Work instructions:
A. In the post on JPA fetching below, why does FetchType.LAZY also end in the 1+n problem? Answer in one to three sentences.
B. According to the post on JPA fetching below, which SQL statement does Hibernate run for every single Employee loaded when the relation is FetchType.EAGER?
C. Continue the post on JPA fetching below, starting after its last sentence.

-------- Provided text --------

Basically it should be a pretty easy task to load entire tables with one query each table and link the objects, but JPA works different as to be shown in this example.

The biggest problem are @OneToMany/@ManyToMany-relations:

@Entity
public class Employee {
    @Id
    @Column(name="EMP_ID")
    private long id;
    ...
    @OneToMany(mappedBy="owner")
    private List<Phone> phones;
    ...
}
@Entity
public class Phone {
    @Id
    private long id;    
    ...
    @ManyToOne
    @JoinColumn(name="OWNER_ID")
    private Employee owner;
    ...
}

FetchType.EAGER

If defined as FetchType.EAGER and the query SELECT e FROM Employee e Hibernate generates the SQL statement SELECT * FROM EMPLOYEE and right after it SELECT * FROM PHONE WHERE OWNER_ID=? for every single Employee loaded, commonly known as 1+n problem.

I could avoid the n+1 problem by using the JPQL-query SELECT e FROM Employee e JOIN FETCH e.phones, which will result in something like SELECT * FROM EMPLOYEE LEFT OUTER JOIN PHONE ON EMP_ID = OWNER_ID.

The problem is, this won't work for a complex data model with ~20 tables involved.

FetchType.LAZY

If defined as FetchType.LAZY the query SELECT e FROM Employee e will just load all Employees as Proxies, loading the related Phones only when accessing phones, which in the end will lead into the 1+n problem as well.

-------- Data excerpts --------

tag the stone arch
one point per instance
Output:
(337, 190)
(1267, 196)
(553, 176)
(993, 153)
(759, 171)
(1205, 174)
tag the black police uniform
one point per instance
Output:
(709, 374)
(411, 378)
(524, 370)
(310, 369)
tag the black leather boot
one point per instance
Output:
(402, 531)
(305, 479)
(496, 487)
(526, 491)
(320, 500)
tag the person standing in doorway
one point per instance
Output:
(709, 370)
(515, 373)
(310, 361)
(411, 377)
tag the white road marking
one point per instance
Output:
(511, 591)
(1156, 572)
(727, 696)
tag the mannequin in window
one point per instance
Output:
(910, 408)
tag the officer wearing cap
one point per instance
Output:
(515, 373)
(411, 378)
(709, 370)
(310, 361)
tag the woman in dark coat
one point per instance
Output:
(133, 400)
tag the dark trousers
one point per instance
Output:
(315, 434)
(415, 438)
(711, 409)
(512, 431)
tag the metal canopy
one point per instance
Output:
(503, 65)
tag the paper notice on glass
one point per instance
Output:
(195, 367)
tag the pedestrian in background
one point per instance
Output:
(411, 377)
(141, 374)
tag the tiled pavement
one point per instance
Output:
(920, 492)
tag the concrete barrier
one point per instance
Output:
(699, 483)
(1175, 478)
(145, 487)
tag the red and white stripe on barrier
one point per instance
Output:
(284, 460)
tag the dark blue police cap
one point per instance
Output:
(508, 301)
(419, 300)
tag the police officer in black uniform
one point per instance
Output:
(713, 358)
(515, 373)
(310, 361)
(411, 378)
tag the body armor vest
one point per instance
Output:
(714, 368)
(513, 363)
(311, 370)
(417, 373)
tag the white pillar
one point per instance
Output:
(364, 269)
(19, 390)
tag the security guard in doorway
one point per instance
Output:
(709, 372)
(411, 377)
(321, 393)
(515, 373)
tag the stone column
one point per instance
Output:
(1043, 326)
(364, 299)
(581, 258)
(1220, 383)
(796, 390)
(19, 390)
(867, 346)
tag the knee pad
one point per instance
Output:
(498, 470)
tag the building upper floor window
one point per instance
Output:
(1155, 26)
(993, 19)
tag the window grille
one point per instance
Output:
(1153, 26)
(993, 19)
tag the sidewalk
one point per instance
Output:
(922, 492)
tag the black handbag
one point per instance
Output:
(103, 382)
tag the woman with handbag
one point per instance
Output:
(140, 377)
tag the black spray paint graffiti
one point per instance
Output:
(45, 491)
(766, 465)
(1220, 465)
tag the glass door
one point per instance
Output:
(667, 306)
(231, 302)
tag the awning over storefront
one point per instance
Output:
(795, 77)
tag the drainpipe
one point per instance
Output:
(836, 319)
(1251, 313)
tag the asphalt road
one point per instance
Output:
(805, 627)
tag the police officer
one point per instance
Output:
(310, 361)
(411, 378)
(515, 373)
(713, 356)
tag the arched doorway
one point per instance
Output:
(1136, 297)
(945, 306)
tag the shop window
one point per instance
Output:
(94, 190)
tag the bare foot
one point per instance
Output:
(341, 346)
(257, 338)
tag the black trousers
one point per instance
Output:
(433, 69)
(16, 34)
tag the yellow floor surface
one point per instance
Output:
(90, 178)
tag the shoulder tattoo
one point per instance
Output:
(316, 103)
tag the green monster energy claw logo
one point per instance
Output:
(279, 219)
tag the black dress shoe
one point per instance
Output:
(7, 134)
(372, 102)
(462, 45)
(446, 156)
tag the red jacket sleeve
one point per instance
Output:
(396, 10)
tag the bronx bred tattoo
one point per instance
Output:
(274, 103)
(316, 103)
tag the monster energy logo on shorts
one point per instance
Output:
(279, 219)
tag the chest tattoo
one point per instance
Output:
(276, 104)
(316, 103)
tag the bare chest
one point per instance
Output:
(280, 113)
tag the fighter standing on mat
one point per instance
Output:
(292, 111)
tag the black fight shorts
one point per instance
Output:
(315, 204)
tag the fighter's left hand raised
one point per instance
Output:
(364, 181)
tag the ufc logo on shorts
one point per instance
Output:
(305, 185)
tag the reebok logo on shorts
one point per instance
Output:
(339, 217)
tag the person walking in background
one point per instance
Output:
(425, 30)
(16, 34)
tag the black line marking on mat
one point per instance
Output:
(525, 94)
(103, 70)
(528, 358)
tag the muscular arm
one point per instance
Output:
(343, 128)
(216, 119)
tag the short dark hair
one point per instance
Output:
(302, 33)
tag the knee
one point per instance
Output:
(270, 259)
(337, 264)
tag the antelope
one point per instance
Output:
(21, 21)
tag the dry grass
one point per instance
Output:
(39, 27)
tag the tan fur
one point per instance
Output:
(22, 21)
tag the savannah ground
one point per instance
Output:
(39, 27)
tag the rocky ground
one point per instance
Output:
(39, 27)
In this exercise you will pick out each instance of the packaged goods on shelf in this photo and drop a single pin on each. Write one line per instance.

--------

Outputs for the tasks:
A. With FetchType.LAZY, the query SELECT e FROM Employee e loads all Employees only as proxies. The related Phones are loaded later, whenever phones is accessed, so the result is still the 1+n problem.

B. SELECT * FROM PHONE WHERE OWNER_ID=?

C.
To avoid this it is pretty obvious to just load all the Phones into the same session SELECT p FROM Phone p. But when accessing phones Hibernate will still execute SELECT * FROM PHONE WHERE OWNER_ID=?, because Hibernate doesn't know that there are already all Phones in its current session.

Even when using 2nd level cache, the statement will be executed on the DB because Phone is indexed by its primary key in the 2nd level cache and not by OWNER_ID.

Conclusion

There is no mechanism like "just load all data" in Hibernate.

It seems there is no other way than keep the relationships transient and connect them manually or even just use plain old JDBC.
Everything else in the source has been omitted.